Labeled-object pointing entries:
◇ ◇ ◇ ◇ ◇
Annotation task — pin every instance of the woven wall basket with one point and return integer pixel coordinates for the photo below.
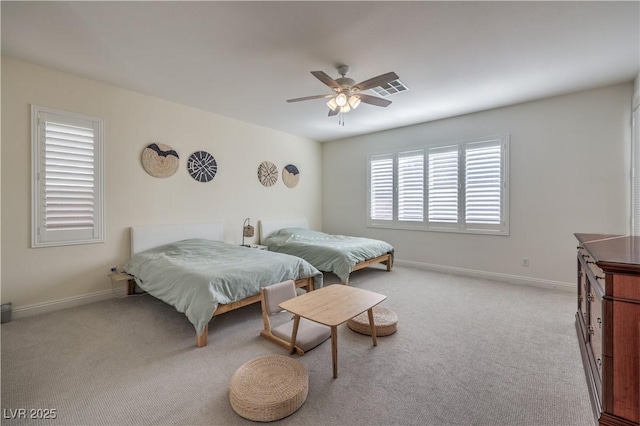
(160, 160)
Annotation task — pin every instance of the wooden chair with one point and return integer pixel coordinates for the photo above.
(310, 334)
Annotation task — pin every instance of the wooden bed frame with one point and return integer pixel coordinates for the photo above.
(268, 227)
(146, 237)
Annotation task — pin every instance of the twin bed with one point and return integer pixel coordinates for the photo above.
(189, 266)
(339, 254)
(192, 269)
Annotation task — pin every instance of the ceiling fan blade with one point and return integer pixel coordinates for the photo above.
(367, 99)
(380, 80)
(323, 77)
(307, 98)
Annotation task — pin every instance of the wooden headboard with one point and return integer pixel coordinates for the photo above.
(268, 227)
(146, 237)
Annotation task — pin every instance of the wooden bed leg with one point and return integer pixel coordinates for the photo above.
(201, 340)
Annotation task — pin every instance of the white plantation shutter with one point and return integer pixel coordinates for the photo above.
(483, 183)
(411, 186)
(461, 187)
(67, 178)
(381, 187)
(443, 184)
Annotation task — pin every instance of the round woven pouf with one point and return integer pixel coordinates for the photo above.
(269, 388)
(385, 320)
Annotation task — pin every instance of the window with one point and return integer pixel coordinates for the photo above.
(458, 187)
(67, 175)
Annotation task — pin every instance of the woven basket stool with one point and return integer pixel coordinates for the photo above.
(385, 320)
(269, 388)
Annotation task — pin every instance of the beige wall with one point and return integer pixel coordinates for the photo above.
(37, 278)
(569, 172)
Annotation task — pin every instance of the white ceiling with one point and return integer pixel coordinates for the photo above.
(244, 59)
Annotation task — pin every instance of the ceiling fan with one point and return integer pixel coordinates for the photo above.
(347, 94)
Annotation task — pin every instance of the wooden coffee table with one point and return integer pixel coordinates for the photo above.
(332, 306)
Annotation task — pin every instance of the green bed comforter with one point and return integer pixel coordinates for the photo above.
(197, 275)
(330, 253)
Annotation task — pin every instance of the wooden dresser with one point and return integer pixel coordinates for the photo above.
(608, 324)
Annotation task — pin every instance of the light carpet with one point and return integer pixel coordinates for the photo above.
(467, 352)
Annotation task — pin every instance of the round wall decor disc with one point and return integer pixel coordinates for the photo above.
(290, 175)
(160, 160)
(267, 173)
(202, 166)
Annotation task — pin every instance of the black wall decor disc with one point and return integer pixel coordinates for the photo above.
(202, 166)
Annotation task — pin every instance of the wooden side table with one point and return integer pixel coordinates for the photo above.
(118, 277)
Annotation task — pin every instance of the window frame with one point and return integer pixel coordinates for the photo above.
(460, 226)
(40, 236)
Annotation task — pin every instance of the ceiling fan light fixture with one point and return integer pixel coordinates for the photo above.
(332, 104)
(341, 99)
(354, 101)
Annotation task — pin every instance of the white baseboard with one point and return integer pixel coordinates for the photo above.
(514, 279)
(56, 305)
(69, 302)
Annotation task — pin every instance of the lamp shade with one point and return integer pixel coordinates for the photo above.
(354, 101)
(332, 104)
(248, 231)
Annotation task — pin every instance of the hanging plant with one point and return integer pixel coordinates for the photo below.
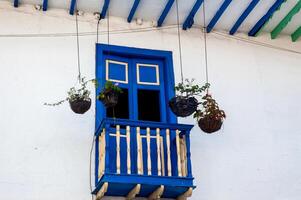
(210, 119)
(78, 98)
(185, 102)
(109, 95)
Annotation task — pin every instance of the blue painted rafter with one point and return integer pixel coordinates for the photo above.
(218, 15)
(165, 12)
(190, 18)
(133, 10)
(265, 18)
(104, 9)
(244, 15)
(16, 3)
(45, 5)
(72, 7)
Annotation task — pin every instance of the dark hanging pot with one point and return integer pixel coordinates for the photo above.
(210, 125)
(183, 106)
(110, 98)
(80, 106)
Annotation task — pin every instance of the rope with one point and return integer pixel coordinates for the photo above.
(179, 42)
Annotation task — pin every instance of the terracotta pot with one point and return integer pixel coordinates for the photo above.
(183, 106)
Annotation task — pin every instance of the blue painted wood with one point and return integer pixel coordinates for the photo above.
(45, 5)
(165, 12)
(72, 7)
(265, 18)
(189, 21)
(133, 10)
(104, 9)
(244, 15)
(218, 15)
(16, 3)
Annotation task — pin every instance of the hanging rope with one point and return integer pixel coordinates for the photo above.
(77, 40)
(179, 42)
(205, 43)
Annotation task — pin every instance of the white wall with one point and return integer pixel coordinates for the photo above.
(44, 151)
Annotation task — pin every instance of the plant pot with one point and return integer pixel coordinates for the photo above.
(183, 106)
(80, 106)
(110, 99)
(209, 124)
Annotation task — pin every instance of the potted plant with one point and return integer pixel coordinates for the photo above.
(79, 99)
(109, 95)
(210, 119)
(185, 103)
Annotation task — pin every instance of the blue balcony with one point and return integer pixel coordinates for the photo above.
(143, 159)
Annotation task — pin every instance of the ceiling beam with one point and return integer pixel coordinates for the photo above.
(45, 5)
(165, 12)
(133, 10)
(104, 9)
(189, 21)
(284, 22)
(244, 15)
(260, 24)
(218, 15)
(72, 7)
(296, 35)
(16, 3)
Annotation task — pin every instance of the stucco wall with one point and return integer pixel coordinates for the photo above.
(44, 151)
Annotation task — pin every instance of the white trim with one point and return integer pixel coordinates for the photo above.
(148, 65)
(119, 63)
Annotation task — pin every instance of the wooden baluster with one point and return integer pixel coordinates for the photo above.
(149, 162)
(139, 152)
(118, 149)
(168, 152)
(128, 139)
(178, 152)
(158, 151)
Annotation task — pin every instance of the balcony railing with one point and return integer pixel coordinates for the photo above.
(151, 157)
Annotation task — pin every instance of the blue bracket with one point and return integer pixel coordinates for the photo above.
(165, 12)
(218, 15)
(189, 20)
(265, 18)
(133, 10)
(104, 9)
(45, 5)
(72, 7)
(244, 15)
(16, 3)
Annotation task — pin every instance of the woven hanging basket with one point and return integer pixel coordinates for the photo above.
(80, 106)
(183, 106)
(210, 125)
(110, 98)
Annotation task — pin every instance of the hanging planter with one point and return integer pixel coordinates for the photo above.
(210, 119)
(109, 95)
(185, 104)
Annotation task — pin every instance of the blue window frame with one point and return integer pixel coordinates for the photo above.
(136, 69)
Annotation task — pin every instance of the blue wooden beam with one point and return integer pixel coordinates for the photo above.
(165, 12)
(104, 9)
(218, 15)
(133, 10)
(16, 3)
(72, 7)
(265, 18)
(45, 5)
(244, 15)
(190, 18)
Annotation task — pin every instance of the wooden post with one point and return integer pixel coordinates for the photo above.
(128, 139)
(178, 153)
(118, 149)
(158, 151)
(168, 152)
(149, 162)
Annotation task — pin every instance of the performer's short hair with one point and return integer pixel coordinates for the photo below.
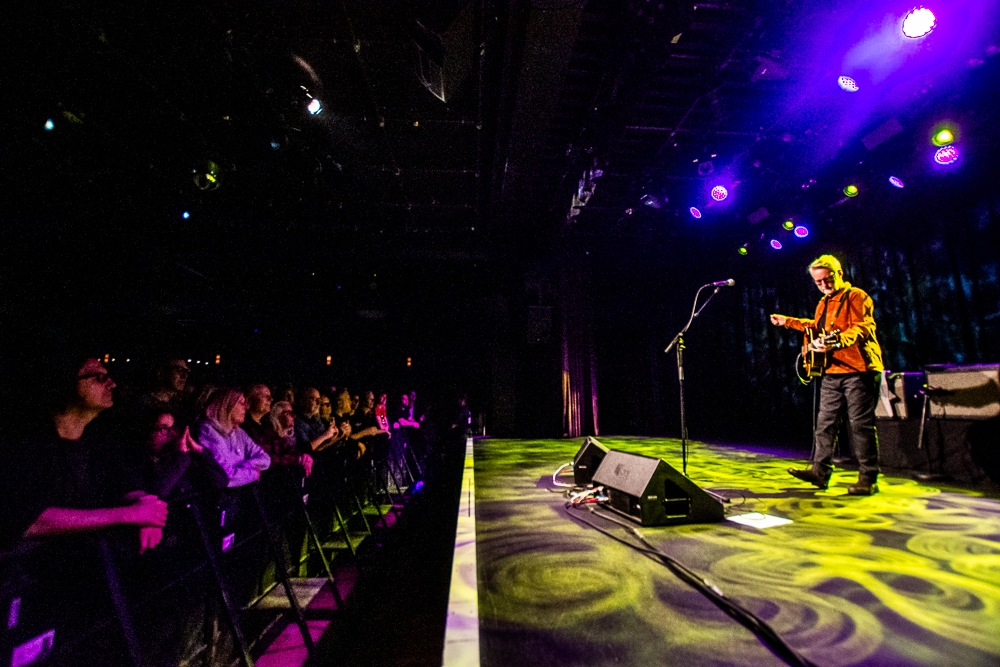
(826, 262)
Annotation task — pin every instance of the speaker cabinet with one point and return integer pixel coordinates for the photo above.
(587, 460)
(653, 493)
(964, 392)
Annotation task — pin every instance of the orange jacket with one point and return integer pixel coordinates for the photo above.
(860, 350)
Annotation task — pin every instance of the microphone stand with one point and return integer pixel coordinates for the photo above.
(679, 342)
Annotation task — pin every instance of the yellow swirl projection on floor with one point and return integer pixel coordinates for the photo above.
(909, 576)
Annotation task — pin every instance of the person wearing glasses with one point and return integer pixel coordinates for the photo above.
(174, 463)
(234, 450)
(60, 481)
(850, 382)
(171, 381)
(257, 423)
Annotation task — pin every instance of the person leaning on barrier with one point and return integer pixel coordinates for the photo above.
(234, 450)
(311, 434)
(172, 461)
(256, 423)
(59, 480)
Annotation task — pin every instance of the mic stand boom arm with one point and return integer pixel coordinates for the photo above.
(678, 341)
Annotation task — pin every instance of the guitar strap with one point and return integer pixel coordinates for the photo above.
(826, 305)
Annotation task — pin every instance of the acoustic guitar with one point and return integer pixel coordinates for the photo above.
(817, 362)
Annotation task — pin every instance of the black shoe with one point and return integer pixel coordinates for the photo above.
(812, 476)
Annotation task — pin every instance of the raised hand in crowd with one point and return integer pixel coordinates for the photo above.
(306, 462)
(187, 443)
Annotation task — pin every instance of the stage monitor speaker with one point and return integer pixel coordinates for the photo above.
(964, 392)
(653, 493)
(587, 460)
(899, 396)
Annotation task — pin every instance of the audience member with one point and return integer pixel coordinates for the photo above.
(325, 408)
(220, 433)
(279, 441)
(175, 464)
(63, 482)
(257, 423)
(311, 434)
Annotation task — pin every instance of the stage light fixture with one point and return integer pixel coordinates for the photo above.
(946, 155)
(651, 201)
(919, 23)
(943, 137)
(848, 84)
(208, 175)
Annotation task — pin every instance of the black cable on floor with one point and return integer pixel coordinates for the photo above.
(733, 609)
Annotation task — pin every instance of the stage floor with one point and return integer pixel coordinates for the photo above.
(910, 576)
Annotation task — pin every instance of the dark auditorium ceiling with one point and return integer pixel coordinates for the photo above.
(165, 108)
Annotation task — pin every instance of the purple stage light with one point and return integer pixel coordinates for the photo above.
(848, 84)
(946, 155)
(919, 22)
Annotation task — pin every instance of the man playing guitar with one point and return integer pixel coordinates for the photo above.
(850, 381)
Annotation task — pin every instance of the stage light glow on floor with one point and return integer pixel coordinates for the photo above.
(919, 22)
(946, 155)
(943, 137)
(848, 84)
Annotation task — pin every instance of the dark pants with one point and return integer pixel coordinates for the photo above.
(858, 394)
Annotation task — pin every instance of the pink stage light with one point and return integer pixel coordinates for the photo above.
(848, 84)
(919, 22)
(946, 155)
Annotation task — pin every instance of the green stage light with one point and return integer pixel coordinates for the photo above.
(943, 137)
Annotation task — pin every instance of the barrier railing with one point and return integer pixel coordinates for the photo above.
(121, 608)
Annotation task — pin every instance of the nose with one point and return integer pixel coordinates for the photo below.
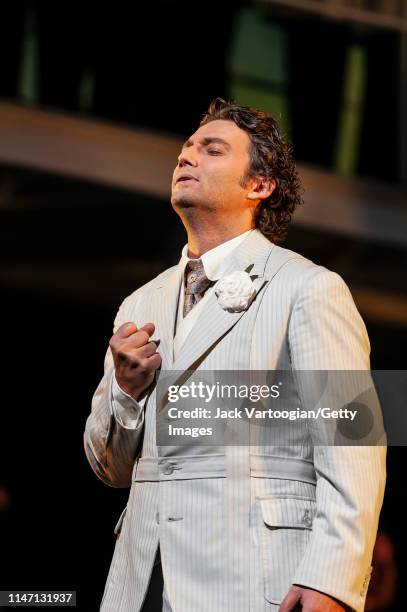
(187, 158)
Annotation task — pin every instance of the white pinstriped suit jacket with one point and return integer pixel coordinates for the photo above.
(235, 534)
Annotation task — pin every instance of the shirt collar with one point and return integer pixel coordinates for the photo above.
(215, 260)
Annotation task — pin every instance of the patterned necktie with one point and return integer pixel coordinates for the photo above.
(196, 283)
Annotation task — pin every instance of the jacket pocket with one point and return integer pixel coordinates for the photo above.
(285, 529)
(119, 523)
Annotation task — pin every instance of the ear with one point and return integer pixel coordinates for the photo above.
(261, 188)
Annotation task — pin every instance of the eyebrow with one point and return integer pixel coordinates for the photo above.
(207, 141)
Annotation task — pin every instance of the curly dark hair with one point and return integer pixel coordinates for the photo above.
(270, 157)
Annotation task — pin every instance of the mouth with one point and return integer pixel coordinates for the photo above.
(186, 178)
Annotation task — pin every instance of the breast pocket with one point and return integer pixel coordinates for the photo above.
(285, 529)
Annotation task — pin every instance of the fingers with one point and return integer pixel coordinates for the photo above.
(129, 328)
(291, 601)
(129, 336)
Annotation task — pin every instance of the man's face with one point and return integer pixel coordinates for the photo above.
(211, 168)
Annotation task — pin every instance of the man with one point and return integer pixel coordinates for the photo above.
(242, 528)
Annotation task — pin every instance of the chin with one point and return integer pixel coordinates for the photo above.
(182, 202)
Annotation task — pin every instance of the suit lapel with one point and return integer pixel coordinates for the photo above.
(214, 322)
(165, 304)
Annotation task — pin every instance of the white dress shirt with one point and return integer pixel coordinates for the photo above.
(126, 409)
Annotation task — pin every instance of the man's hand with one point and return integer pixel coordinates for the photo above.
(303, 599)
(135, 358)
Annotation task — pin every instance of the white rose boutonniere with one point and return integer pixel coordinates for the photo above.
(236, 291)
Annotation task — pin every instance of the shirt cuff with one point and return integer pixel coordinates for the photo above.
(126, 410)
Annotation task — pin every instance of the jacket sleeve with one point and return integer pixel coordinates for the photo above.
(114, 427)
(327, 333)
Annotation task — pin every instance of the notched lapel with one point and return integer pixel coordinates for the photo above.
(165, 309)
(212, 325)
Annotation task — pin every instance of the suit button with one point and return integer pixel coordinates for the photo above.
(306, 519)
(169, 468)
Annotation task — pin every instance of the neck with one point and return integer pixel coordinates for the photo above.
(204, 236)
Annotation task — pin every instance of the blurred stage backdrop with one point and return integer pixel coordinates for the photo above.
◇ ◇ ◇ ◇ ◇
#### Exercise details
The lines to reproduce run from the one that contains "Annotation task — pin every instance of the white dress" through the last line above; copy them exactly.

#### Exercise output
Annotation task — pin every instance of the white dress shirt with one point and return integer pixel coordinates for the photo above.
(126, 409)
Annotation task — pin every instance of the man's hand with one point and return integer pixel coordinates for the photo above.
(303, 599)
(135, 358)
Annotation task — pin every instance of the white rose boutonniere with one point and return integer pixel coordinates for the photo above.
(236, 291)
Annotation task — pin every instance of the shirt cuff with one point and return integer pixel coordinates for the photo above.
(126, 410)
Annotation task — pin every instance of the jacket sleeve with one point and return integer pixel coordinates for the photo above.
(114, 427)
(327, 333)
Annotation task — pin every instance of the notched lapel with one point and return integer pixel coordinates for the photo above.
(165, 309)
(212, 325)
Annotation task — pin every instance of the suit button with one point and return integer pixel coordinates for the photo above.
(306, 519)
(169, 468)
Annotation task — pin every instance of the neck with one point and return integer pixel coordinates for the photo above.
(204, 236)
Annotation task — pin every instance of the blurred stage backdrop with one point and return integer pixel coordinates for the photo above.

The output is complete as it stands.